■ Exercise goal:
Could you print the entries below exactly, starting at the line that contains "Annotation task: tag one point per instance of the train door" and stopping after the last one?

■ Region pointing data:
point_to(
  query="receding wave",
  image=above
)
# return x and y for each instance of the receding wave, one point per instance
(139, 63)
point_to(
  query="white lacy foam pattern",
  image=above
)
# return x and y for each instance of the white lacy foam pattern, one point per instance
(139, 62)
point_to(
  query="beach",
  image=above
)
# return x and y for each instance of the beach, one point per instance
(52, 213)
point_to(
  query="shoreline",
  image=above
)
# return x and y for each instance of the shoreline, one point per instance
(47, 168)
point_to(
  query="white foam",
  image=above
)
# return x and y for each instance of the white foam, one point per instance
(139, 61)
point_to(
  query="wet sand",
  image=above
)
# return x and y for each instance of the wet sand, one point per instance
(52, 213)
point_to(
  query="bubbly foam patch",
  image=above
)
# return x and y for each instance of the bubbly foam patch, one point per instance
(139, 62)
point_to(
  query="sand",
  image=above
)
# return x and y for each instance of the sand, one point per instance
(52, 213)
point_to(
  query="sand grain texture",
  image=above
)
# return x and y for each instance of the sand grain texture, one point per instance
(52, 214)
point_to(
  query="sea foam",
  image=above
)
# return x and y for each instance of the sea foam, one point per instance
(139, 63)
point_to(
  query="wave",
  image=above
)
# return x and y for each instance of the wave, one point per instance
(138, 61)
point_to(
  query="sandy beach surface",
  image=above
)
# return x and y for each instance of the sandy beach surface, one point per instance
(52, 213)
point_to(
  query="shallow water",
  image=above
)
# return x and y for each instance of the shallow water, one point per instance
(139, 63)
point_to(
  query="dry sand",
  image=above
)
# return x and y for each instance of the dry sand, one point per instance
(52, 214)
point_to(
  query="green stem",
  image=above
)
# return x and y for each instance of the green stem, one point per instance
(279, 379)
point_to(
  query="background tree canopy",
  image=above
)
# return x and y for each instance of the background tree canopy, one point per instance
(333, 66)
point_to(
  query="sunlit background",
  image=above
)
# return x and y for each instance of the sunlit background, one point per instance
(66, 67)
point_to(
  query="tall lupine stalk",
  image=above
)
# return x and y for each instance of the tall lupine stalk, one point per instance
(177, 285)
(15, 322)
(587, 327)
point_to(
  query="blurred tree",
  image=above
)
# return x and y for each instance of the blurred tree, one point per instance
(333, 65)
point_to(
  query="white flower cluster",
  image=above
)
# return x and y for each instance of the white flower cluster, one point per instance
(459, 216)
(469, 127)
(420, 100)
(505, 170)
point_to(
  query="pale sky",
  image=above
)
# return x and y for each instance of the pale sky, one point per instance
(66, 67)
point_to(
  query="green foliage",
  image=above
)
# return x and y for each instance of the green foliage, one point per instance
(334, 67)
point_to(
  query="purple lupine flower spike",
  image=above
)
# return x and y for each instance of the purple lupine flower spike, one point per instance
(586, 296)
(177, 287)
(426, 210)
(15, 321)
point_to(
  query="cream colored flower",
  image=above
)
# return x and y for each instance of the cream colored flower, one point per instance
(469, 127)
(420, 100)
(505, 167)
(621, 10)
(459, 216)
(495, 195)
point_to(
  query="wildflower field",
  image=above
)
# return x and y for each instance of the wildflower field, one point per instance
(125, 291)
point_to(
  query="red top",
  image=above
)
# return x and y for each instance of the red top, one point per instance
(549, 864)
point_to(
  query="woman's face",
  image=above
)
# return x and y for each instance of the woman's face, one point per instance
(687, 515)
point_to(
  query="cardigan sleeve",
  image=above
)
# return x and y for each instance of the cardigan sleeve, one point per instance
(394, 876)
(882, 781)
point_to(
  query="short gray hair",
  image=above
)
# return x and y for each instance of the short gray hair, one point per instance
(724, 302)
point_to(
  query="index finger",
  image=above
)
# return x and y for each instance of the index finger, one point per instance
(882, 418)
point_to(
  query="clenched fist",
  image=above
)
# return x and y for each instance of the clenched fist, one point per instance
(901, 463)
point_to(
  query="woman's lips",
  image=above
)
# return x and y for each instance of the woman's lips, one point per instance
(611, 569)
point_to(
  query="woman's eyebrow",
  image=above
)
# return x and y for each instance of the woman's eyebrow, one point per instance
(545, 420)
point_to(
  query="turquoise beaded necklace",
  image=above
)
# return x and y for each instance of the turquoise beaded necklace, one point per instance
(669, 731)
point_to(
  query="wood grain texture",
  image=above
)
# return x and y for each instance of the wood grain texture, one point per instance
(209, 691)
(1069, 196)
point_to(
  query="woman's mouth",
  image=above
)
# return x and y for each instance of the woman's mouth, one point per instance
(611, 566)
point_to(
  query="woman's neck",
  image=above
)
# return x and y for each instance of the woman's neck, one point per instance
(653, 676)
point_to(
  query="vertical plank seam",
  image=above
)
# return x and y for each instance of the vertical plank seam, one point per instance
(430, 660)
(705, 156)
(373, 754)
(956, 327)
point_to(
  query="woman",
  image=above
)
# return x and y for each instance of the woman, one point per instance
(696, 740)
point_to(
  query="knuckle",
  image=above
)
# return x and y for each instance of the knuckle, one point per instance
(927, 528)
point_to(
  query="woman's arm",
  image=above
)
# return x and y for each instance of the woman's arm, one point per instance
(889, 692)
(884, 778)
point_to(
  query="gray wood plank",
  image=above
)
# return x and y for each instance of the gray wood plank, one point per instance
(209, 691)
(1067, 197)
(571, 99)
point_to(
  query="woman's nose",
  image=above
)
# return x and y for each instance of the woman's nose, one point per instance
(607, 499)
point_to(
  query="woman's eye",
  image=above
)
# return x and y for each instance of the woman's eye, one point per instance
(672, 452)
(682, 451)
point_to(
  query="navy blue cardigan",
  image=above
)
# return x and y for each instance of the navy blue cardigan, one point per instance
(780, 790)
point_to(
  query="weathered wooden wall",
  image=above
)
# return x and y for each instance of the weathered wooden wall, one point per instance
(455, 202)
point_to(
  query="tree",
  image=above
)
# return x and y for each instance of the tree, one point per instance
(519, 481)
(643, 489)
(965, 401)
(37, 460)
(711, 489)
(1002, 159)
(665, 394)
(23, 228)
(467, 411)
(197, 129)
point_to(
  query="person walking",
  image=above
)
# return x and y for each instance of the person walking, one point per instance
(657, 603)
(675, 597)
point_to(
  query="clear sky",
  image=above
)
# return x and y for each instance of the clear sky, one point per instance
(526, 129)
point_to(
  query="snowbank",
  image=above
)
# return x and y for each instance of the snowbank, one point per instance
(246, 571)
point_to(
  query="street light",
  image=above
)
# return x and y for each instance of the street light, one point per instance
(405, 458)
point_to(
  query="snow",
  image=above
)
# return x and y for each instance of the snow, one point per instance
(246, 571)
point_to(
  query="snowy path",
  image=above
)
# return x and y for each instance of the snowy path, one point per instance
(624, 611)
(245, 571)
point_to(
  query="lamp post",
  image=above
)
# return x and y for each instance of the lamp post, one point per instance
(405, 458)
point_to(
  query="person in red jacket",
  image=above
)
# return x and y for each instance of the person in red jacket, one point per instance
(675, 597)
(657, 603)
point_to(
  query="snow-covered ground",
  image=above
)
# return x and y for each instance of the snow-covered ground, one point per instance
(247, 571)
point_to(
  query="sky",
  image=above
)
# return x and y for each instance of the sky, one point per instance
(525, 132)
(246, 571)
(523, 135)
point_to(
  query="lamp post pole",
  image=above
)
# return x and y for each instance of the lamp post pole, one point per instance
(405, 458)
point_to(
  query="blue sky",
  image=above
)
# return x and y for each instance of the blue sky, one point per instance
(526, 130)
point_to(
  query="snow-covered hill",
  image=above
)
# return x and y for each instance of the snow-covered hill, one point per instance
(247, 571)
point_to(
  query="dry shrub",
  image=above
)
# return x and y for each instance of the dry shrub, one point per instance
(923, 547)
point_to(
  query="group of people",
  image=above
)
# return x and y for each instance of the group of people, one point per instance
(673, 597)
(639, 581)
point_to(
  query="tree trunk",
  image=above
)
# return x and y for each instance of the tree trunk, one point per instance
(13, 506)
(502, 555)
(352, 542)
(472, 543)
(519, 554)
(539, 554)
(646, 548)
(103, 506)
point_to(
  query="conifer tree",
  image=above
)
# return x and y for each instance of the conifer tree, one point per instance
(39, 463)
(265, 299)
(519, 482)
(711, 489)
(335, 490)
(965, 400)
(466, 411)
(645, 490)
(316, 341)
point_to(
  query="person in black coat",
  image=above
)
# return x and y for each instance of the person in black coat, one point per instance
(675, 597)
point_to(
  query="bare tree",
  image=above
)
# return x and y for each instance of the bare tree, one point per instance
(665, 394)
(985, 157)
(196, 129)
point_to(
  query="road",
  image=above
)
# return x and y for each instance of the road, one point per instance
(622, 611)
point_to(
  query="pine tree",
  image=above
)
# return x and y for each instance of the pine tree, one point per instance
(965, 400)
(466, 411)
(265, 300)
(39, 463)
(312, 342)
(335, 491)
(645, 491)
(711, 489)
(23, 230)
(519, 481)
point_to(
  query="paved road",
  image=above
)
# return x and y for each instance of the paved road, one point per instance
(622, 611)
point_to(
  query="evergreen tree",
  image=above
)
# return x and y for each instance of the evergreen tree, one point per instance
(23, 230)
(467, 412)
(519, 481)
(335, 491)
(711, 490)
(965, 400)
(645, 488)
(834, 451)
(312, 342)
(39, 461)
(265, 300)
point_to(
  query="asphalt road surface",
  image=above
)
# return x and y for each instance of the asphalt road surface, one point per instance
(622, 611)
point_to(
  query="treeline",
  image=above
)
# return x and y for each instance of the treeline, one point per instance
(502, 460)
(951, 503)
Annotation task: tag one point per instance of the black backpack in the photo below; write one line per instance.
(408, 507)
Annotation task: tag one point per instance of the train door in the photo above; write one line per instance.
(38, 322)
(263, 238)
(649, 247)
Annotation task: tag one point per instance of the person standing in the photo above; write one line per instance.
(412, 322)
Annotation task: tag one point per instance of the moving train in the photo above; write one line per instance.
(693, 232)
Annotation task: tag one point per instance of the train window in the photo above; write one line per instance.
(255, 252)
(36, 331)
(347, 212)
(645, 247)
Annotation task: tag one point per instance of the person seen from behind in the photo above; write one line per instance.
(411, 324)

■ Result of the exercise:
Annotation task: tag one point per instance of the train door in the photo above; write one line per instance.
(38, 322)
(263, 238)
(649, 247)
Annotation task: tag one point per instance of the person standing in the photo above; write one line per instance.
(412, 322)
Annotation task: tag one point per instance of the moving train in the photo above; write one line per instance.
(693, 232)
Annotation task: tag one point per instance of the train window in the photo above; write one line per instance.
(255, 252)
(36, 331)
(347, 212)
(645, 247)
Annotation task: tag one point per instance of the person seen from behind in the photo above; write one line per instance.
(411, 324)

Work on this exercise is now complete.